*OPIS ZADANIA*.
Policz wiersze wpisów zawierające ciąg „rustic”. Podaj wyłącznie liczbę.

[Wpisy o lokalizowaniu nazwanych obiektów]
+--
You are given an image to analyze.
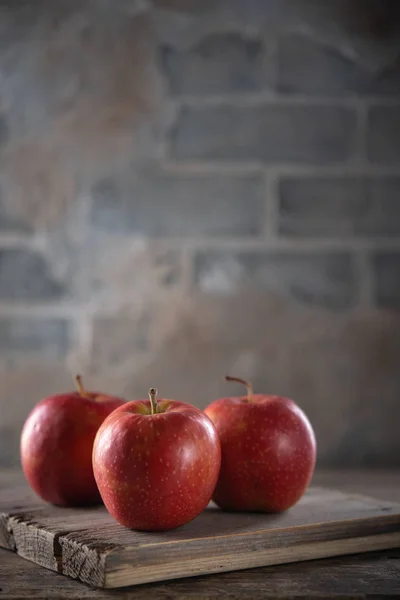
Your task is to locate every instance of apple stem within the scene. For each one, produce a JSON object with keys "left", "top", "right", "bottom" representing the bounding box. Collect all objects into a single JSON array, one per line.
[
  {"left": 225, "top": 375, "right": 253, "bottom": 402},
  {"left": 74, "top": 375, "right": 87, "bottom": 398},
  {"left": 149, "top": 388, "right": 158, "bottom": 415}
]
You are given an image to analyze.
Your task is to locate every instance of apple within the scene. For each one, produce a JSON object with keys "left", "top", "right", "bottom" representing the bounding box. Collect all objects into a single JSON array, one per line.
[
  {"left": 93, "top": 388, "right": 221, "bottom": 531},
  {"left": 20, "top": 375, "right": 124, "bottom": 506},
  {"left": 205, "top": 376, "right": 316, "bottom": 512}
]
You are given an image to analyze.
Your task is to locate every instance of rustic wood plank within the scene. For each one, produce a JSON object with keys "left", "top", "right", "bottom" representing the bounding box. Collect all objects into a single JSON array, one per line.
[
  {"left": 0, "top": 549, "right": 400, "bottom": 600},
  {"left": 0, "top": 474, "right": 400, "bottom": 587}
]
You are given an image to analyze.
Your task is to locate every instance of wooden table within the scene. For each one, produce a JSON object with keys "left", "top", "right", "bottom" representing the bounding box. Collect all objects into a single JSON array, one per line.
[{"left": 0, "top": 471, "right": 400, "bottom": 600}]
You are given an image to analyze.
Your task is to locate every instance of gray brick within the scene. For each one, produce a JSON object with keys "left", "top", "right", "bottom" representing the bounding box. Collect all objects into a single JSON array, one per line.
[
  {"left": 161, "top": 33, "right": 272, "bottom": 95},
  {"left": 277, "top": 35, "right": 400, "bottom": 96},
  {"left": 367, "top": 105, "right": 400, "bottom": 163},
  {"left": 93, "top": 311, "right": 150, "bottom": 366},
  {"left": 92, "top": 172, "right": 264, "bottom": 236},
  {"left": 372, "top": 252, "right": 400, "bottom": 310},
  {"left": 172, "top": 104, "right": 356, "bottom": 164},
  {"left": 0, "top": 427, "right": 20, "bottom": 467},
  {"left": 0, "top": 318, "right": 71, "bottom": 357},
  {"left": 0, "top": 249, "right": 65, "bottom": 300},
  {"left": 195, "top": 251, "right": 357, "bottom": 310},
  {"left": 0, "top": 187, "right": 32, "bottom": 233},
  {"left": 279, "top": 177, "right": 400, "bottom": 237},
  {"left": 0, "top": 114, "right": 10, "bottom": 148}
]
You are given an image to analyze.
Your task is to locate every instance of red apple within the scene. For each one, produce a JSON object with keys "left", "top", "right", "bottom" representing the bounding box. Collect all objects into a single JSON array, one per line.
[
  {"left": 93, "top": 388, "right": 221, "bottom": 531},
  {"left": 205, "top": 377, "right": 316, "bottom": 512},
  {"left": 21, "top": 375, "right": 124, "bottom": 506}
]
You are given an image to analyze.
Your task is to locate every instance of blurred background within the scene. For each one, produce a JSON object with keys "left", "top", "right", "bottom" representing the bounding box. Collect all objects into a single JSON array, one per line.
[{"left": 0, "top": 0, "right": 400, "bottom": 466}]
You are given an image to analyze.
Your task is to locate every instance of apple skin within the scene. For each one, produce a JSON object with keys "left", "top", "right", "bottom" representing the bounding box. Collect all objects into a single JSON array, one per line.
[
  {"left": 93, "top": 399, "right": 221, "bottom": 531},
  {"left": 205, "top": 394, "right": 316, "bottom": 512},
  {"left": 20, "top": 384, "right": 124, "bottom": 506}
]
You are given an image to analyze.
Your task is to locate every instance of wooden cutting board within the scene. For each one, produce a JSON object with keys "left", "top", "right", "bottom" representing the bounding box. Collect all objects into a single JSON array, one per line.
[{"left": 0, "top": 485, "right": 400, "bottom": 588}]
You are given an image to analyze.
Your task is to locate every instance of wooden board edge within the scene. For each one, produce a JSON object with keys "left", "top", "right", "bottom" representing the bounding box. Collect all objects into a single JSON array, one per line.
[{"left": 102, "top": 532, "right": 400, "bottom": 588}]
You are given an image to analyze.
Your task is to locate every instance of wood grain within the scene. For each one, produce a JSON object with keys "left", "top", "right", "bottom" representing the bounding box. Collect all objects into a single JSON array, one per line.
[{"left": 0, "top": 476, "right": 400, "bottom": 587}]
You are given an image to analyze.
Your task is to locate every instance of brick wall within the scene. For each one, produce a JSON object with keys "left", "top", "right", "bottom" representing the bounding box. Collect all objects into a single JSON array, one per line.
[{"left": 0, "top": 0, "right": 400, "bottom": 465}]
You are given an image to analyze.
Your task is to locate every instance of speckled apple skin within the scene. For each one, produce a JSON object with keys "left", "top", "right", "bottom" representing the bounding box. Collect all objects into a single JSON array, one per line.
+--
*OCZEKIWANA ODPOWIEDŹ*.
1